> [Exercise]: Lines from the line with "target | white car" to the line with "target | overhead power line" in the entries below, and only those, must be output exactly, with both ends included.

[Start of Attachment]

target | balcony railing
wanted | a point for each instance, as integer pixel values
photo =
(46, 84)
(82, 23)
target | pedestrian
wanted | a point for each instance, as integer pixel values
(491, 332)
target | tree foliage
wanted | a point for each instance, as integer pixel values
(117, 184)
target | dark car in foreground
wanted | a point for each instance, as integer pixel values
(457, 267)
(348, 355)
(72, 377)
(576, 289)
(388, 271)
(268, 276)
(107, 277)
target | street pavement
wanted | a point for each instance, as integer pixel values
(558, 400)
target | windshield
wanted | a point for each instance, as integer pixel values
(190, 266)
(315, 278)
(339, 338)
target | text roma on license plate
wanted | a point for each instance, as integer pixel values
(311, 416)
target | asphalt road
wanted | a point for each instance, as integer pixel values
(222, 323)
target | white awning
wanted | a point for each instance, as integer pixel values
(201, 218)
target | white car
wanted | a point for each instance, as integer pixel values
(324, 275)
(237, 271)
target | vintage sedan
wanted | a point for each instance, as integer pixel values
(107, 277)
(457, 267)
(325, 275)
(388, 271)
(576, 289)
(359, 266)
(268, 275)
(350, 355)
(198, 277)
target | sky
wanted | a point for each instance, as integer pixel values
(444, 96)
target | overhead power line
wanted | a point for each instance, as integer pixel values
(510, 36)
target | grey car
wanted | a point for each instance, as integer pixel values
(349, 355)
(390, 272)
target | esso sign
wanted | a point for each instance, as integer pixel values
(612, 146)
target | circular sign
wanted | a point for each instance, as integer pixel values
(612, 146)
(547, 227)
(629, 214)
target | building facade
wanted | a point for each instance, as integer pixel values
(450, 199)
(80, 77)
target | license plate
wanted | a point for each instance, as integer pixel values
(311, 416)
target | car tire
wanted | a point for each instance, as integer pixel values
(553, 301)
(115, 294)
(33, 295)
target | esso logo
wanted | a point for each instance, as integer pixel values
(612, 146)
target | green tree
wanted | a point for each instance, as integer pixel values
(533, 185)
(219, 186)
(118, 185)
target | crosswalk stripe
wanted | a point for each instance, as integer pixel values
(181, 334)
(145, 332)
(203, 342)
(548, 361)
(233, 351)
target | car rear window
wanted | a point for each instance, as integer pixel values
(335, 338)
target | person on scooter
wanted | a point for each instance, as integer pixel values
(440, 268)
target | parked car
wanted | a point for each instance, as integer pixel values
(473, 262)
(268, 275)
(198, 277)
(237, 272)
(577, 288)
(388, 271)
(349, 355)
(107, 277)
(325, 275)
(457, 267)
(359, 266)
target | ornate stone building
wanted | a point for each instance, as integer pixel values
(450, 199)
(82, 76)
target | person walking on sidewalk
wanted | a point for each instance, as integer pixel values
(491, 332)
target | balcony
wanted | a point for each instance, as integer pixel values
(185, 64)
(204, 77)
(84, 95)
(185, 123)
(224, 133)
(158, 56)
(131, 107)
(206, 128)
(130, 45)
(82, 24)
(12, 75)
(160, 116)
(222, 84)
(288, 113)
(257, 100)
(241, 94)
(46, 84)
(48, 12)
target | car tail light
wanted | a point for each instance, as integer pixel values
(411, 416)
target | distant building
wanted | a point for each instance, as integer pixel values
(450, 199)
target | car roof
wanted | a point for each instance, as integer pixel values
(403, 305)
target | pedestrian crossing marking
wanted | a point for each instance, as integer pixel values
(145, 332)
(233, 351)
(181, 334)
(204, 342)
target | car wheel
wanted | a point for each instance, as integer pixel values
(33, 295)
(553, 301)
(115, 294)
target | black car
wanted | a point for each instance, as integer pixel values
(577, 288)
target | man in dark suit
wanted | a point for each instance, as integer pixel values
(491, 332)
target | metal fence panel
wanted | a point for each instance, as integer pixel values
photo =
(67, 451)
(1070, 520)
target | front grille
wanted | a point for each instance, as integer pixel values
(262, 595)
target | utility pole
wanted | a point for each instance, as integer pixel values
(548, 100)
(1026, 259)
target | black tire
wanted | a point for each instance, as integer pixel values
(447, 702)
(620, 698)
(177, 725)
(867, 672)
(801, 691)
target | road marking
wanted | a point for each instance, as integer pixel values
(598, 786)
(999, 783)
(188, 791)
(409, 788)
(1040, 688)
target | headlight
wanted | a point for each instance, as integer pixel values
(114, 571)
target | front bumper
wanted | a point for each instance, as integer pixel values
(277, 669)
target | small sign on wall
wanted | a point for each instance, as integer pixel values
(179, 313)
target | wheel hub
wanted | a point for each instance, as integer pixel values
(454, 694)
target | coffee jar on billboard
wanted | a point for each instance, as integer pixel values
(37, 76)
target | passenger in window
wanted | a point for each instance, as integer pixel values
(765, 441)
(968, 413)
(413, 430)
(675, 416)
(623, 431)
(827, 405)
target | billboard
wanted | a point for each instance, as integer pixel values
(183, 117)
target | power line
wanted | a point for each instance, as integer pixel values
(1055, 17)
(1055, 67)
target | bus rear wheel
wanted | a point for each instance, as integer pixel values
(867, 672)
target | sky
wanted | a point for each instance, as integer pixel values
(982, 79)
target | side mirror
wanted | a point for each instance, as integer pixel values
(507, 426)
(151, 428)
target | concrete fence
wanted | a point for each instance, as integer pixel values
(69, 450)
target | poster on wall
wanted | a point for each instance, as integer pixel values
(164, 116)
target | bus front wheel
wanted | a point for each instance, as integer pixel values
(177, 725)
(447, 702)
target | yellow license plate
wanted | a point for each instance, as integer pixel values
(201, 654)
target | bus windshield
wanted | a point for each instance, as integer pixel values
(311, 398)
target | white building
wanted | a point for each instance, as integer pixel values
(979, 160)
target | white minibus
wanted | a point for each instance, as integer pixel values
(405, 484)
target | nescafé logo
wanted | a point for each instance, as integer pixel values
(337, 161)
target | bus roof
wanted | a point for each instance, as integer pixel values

[End of Attachment]

> [Response area]:
target | white car
wanted | a point for each instance, as integer pixel values
(324, 275)
(237, 271)
target | vintage sedan
wanted | a point for each instance, as integer pixel values
(107, 277)
(457, 267)
(325, 275)
(388, 271)
(576, 289)
(359, 266)
(268, 275)
(350, 355)
(198, 277)
target | sky
wanted | a point for each instance, as integer pixel values
(444, 96)
target | overhead power line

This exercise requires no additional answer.